> _Instructions to follow_
Render every one of the rows below as a Markdown table with two columns, No. and Text, giving each row its number in order and leaving out blank lines.

> _Records for the exercise_
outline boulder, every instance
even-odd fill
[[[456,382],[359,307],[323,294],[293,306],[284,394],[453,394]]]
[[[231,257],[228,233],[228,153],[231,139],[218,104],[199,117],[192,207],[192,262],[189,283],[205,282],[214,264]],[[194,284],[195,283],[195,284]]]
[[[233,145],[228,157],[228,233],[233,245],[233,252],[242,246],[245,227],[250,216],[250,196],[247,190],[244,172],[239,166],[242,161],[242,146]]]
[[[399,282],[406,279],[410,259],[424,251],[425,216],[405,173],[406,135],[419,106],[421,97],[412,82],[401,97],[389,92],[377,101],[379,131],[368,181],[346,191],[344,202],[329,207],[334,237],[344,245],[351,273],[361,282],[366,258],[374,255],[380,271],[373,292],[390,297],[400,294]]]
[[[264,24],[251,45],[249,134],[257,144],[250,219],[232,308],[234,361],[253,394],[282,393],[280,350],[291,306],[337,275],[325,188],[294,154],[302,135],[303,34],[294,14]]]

> _Response below_
| No. | Text |
|---|---|
| 1 | outline boulder, every instance |
| 2 | even-odd fill |
| 3 | [[[456,382],[359,307],[323,294],[293,306],[284,394],[453,394]]] |
| 4 | [[[231,257],[228,233],[228,153],[231,139],[218,104],[199,117],[192,207],[192,262],[189,283],[205,282],[214,264]],[[194,284],[195,283],[195,284]]] |
| 5 | [[[233,145],[228,157],[228,233],[233,245],[233,252],[242,246],[245,227],[250,216],[250,196],[247,190],[244,172],[239,166],[242,161],[242,146]]] |
| 6 | [[[399,282],[406,279],[410,259],[424,251],[425,216],[405,173],[406,135],[419,106],[421,97],[412,82],[401,97],[389,92],[377,101],[379,131],[368,181],[346,191],[344,202],[329,207],[334,237],[344,245],[351,273],[361,282],[366,258],[374,255],[380,271],[373,292],[390,297],[400,294]]] |
| 7 | [[[264,24],[251,45],[249,134],[257,144],[250,219],[232,308],[234,361],[253,394],[282,393],[280,350],[291,306],[337,275],[325,188],[294,154],[302,135],[303,34],[294,14]]] |